__OPDRACHTEN__:
a. Noem alle punten waarop je volgens de tekst over stoffen herkennen moet letten bij het omgaan met gevaarlijke stoffen.
b. Geef een stuk uit de tekst over stoffen herkennen letterlijk terug. Begin bij de woorden met "Vast, vloeibaar en gasvormig noemen" en stop na "en gas (waterdamp).".

__LEESTEKST__:
________________________________________
Paragraaf 6.1: stoffen herkennen
In dit hoofdstuk gaat het om stoffen uit de scheikunde, zoals suiker, water, plastic of ijzer.
De eigenschappen van stoffen, zoals kleur, geur en smaak, zijn voorbeelden van stofeigenschappen.
Je kunt stoffen herkennen aan hun stofeigenschappen. Elke stof heeft een unieke combinatie van stofeigenschappen.
Vast, vloeibaar en gasvormig
Stoffen kun je indelen in drie groepen:
- Vaste stoffen;
- Vloeistoffen;
- Gassen.
Vast, vloeibaar en gasvormig noemen we fasen. Er zijn er dus drie. De fasen hebben de volgende eigenschappen:
- Een vaste stof heeft een eigen vorm en een eigen volume;
- Een vloeistof heeft geen eigen vorm, maar wel een eigen volume;
- Een gas heeft geen eigen vorm en geen eigen volume.
Water is een bijzondere stof, omdat water in de natuur voorkomt als vast (ijs), vloeibaar (water) en gas (waterdamp).
Ook kun je stoffen herkennen aan de eigenschap of ze wel of niet oplossen in water.
Als suiker is opgelost in water, geven we dat aan als suiker (aq). De afkorting ‘aq’ staat voor aqua (water).
De vloeistof waarin een stof oplost, is het oplosmiddel.
Omgaan met gevaarlijke stoffen
Let bij het omgaan met gevaarlijke stoffen op de volgende punten:
- Kijk naar de veiligheidssymbolen op het etiket;
- Houd de dop op potten en flessen;
- Proef nooit van een stof (behalve als de docent het nadrukkelijk vraagt);
- Was altijd goed je handen na een practicum;
- Gooi nooit zomaar afval weg;
- Veeg op wat je hebt geknoeid en waarschuw de docent als je iets morst.
Oplosbaarheid
De oplosbaarheid is de maximale hoeveelheid stof die je bij een bepaalde temperatuur in een oplosmiddel kunt oplossen.
De oplosbaarheid kun je bijvoorbeeld uitdrukken in gram/liter (g/L) of kg/m3
Als de temperatuur hoger is, kun je meer stof oplossen in een oplosmiddel en dan is de oplosbaarheid dus groter. Heb je de maximale hoeveelheid opgelost, dan is de oplossing een verzadigde oplossing.
________________________________________
__GEGEVENSSET__:
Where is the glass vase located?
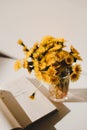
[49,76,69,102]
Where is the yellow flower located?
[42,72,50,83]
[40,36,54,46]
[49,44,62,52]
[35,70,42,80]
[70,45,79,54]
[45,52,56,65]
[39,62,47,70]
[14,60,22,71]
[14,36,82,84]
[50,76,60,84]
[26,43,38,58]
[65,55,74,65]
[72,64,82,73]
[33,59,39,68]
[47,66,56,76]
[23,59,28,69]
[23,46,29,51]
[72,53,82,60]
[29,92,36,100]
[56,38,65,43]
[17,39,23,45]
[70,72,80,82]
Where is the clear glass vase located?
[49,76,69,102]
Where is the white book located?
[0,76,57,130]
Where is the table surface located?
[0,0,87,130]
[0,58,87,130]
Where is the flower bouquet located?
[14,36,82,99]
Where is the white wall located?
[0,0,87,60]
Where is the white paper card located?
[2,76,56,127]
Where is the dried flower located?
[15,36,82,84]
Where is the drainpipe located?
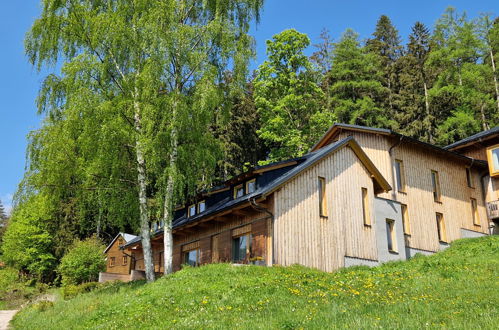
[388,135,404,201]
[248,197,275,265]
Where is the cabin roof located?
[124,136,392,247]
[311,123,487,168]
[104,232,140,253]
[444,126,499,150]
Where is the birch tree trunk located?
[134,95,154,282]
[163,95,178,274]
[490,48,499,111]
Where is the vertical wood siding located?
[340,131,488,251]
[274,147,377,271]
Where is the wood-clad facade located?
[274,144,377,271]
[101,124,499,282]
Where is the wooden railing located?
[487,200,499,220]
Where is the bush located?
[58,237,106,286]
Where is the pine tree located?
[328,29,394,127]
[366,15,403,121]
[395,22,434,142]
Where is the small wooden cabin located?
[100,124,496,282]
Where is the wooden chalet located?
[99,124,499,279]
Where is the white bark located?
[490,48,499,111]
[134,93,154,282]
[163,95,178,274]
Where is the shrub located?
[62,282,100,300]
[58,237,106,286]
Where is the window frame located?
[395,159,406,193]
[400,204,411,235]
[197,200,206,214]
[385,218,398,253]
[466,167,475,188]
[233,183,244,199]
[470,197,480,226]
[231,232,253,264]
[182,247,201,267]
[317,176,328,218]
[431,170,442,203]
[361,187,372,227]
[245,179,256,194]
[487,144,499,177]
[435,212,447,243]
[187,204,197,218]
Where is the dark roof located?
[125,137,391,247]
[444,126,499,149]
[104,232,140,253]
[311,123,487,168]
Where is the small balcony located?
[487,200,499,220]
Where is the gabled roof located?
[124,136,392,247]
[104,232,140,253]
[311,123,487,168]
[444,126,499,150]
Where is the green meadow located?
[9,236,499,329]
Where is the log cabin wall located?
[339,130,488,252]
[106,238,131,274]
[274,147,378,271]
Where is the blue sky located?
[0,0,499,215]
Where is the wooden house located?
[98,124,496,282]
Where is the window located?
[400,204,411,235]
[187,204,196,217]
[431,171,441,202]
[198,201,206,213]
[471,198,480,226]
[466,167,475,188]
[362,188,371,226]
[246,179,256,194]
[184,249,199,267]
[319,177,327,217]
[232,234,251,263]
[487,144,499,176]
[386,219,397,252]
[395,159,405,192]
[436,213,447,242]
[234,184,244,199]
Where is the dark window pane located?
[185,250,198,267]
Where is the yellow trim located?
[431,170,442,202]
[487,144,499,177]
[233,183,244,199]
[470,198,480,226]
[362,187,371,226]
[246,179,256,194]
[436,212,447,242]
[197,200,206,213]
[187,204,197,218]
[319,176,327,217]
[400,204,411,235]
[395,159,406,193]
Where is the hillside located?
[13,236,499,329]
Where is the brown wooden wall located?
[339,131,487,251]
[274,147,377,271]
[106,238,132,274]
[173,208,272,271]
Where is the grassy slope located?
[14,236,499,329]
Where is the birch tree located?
________________________________________
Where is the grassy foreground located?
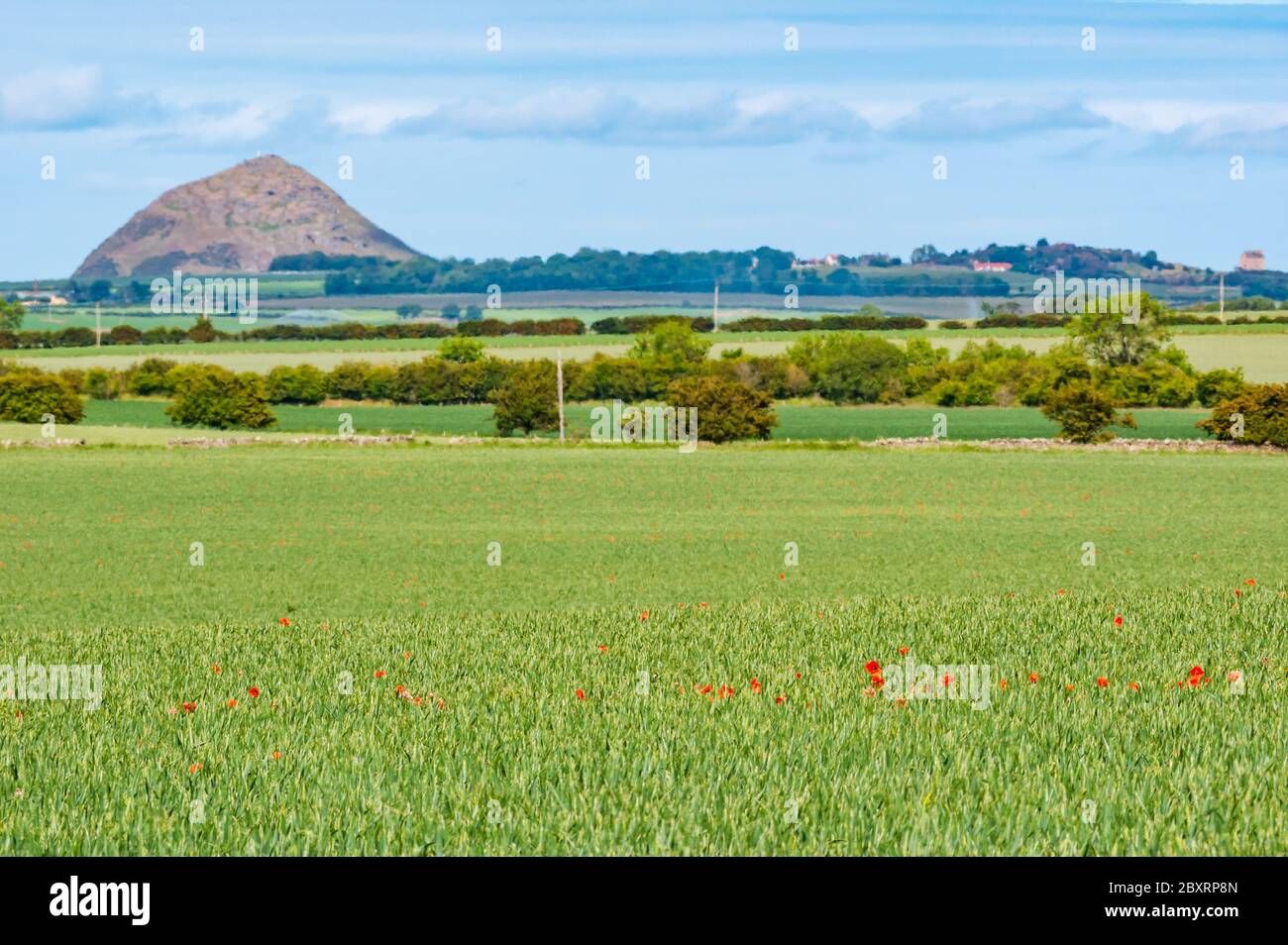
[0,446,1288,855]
________________________________________
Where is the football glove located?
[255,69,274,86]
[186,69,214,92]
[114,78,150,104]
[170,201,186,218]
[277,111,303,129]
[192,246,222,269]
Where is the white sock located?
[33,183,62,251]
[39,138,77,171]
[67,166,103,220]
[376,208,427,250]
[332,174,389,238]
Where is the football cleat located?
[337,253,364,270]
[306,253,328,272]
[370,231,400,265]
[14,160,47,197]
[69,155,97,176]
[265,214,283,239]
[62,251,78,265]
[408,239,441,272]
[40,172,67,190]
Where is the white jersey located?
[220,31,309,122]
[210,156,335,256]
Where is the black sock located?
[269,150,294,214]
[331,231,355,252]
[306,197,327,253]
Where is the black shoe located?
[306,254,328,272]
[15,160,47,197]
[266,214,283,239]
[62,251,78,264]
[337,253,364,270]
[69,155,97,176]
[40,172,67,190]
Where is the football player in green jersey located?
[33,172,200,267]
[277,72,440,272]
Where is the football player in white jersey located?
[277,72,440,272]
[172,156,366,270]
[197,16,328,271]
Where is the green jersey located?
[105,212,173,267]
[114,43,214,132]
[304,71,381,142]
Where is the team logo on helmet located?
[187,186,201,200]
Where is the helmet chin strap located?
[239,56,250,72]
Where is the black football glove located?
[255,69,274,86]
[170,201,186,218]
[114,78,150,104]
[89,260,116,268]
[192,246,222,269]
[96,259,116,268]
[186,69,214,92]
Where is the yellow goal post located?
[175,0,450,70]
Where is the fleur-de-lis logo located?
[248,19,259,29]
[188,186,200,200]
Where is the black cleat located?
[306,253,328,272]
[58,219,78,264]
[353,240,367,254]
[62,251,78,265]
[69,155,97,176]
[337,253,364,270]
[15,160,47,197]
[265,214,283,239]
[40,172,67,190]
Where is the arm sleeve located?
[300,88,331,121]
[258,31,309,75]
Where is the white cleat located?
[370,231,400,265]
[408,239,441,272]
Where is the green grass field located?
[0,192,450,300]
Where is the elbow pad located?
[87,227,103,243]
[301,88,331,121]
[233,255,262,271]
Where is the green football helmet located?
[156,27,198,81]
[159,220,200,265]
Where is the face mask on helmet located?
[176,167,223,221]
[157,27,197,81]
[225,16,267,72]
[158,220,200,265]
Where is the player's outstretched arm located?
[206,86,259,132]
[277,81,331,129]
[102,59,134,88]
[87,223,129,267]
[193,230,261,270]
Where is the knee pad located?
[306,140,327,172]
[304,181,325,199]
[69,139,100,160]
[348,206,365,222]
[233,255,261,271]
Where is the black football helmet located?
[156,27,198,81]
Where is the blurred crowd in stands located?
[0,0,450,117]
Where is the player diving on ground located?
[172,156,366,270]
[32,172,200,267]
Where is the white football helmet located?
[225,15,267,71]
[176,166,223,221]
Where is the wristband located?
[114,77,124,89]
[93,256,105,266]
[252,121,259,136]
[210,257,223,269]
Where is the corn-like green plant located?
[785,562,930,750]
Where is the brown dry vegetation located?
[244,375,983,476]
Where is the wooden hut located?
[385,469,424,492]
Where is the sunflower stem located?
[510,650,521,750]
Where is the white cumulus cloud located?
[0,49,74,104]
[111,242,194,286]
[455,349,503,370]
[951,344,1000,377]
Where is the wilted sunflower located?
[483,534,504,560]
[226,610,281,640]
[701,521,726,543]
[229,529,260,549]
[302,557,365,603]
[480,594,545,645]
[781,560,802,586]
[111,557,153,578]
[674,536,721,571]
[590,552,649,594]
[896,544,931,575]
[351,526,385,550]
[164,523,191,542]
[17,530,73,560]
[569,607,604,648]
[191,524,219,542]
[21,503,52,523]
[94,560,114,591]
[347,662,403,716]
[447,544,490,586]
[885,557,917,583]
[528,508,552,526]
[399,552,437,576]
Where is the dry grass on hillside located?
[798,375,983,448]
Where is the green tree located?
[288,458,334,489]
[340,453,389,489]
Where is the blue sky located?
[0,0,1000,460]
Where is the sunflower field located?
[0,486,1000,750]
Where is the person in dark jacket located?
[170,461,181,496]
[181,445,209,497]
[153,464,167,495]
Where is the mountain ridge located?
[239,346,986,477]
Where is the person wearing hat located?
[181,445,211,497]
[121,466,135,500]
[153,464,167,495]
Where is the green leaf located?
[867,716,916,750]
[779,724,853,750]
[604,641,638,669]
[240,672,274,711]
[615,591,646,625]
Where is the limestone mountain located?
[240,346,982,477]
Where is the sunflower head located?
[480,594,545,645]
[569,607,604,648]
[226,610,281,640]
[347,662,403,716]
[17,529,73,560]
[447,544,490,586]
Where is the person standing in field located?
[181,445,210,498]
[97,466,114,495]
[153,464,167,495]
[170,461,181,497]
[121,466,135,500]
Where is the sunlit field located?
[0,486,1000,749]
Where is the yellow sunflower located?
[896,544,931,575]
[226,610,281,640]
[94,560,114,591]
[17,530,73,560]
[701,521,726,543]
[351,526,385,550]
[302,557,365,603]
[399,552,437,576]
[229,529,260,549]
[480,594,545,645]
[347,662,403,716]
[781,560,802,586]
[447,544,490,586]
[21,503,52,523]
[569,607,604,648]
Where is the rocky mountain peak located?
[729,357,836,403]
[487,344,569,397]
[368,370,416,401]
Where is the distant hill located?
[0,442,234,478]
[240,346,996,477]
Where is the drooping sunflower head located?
________________________________________
__ANTWOORDEN__:
a.
- Kijk naar de veiligheidssymbolen op het etiket;
- Houd de dop op potten en flessen;
- Proef nooit van een stof (behalve als de docent het nadrukkelijk vraagt);
- Was altijd goed je handen na een practicum;
- Gooi nooit zomaar afval weg;
- Veeg op wat je hebt geknoeid en waarschuw de docent als je iets morst.

b.
Vast, vloeibaar en gasvormig noemen we fasen. Er zijn er dus drie. De fasen hebben de volgende eigenschappen:
- Een vaste stof heeft een eigen vorm en een eigen volume;
- Een vloeistof heeft geen eigen vorm, maar wel een eigen volume;
- Een gas heeft geen eigen vorm en geen eigen volume.
Water is een bijzondere stof, omdat water in de natuur voorkomt als vast (ijs), vloeibaar (water) en gas (waterdamp).